## Aim
Transcribe the entries below exactly; leave every image out.
-- begin Material for this task --
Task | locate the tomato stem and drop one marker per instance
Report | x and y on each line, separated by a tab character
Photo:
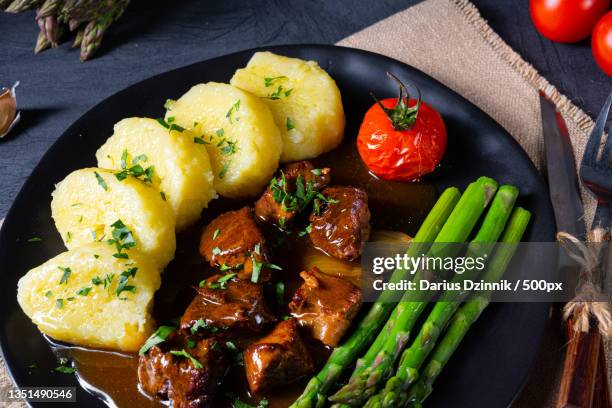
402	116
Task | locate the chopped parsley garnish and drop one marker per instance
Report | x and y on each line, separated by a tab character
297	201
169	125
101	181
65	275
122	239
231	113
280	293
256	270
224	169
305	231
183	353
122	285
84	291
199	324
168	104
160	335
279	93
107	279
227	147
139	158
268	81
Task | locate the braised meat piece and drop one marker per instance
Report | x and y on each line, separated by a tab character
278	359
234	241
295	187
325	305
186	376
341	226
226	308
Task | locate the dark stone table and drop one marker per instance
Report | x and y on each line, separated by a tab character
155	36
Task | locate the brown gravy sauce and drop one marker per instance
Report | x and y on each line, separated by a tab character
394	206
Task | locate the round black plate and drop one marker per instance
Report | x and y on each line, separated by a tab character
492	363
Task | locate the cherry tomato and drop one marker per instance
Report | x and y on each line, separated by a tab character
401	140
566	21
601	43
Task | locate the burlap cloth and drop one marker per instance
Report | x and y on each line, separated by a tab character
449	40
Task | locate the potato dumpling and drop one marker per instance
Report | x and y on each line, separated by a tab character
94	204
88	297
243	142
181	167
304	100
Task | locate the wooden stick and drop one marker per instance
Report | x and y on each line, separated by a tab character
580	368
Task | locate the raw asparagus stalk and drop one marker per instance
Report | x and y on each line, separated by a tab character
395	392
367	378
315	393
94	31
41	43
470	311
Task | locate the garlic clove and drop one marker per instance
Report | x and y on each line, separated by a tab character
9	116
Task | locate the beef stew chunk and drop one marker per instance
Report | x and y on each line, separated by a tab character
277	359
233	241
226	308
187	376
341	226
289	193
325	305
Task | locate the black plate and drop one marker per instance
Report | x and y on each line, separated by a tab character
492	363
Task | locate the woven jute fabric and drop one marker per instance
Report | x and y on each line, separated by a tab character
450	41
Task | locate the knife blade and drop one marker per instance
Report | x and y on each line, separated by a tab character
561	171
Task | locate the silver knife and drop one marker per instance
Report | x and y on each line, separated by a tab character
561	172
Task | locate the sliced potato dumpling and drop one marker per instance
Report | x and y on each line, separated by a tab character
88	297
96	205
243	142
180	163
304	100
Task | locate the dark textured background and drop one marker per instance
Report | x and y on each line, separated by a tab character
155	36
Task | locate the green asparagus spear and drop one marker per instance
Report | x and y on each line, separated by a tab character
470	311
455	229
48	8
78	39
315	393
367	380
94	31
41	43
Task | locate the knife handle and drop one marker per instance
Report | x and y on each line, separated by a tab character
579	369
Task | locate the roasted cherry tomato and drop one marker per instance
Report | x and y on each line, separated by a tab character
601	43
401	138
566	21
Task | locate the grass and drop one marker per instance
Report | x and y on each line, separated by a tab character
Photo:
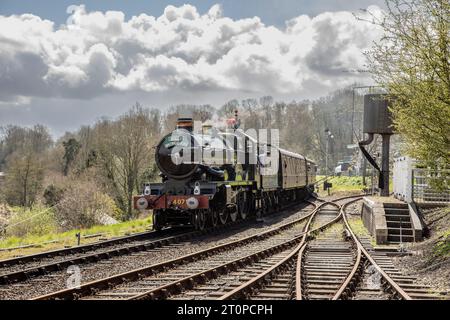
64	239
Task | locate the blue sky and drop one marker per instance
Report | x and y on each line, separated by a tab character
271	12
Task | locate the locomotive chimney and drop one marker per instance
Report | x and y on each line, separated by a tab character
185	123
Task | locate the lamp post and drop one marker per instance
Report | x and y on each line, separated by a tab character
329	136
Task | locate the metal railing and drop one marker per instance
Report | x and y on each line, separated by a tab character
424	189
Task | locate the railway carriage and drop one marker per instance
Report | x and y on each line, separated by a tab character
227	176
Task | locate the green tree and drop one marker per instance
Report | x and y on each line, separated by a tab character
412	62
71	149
-- end Material for this task --
## Full output
Task | locate the tomato stem and drop one marker per instance
Report | x and y on each line, separated by a tab character
Photo:
402	116
Task | locate the chopped parsley garnish and drop one marker per instance
Report | x and y on each line, separated by a tab character
297	201
169	125
101	181
65	275
122	239
231	113
280	293
256	270
224	169
305	231
183	353
122	285
84	291
199	324
168	104
160	335
279	93
107	279
227	147
139	158
268	81
Task | locate the braised meat piece and drop one marker per instance
Report | x and y on each line, separated by a tab character
278	359
234	241
295	187
325	305
186	376
341	226
226	308
Task | locate the dark stone table and drop one marker per instance
Report | x and y on each line, separated by a tab character
155	36
Task | locate the brown gravy sauce and drop one marker per instance
Report | x and y on each line, separated by a tab character
394	206
Task | locate the round black plate and drop one marker per instance
Report | x and y on each line, separated by a tab character
492	363
Task | locate the cherry tomato and drop one marker per instance
Report | x and y on each line, separated by a tab character
401	140
566	21
601	43
Task | locate the burlap cloth and drop one marker per instance
Report | x and y on each line, separated by a tab character
449	40
Task | locate the potato dumpling and drop one marker per instance
Report | x and y on each line, separated by a tab character
94	204
88	297
243	142
181	167
304	100
Task | locate the wooden stick and drop one marker per instance
Report | x and y on each line, separated by a tab character
580	368
Task | locate the raw asparagus stalk and drop one marker per instance
Report | x and y on each line, separated by a tab character
395	392
367	378
315	393
94	31
41	43
470	311
Task | locate the garlic clove and drop one marker per instance
Report | x and y on each line, separated by a tab character
9	116
Task | locate the beef stew chunk and drop one marker per instance
Report | x and y on each line, separated by a tab character
277	359
233	241
226	308
187	376
341	226
289	193
325	305
Task | locate the black plate and drop one marker per instance
Report | x and y on each line, separated by a tab character
492	363
Task | locate the woven jute fabric and drop one marker per instance
Report | x and y on each line, separated by a tab character
450	41
Task | locate the knife blade and drop one marker per instance
Report | x and y on each line, separated by a tab character
561	171
Task | locate the silver knife and drop one marker per instance
Report | x and y on each line, separated by a tab character
561	172
Task | locate the sliced potato dumpling and drop one marker per instance
Report | x and y on each line, separated by a tab character
88	297
96	205
243	142
180	163
304	100
Task | locate the dark textured background and drop one marker per instance
Report | x and y on each line, separated by a tab character
155	36
Task | locate the green asparagus spear and drop one marker per instance
Report | x and y on each line, separated by a tab character
470	311
455	229
48	8
78	39
315	393
367	380
94	31
41	43
Task | locate the knife handle and drop one marker per instance
Report | x and y on each line, separated by a tab character
579	369
Task | locate the roasted cherry tomato and drop one marker per instance
Report | x and y on each line, separated by a tab character
601	43
401	138
566	21
Task | locate the grass and drop one marker per instance
Report | x and y on each line, separated by a tab character
Photo:
64	239
Task | locate the blue sky and drop one marker per instance
Report | x and y on each line, separated by a tab character
271	12
Task | locate the locomotive chimney and drop one marker per instance
Report | x and y on each line, separated by a tab character
185	123
Task | locate the lamp post and drop one marker per instance
Report | x and y on each line, separated by a tab character
329	136
Task | locate the metal railing and drop one marker per instance
Report | x and y on each line, separated by a tab character
424	189
Task | locate the railway carriage and drop one marker per instance
Report | x and y on each line, separated by a tab character
227	176
Task | locate the green tree and drop one marker per instance
Report | x and y on each line, separated by a tab character
412	62
71	149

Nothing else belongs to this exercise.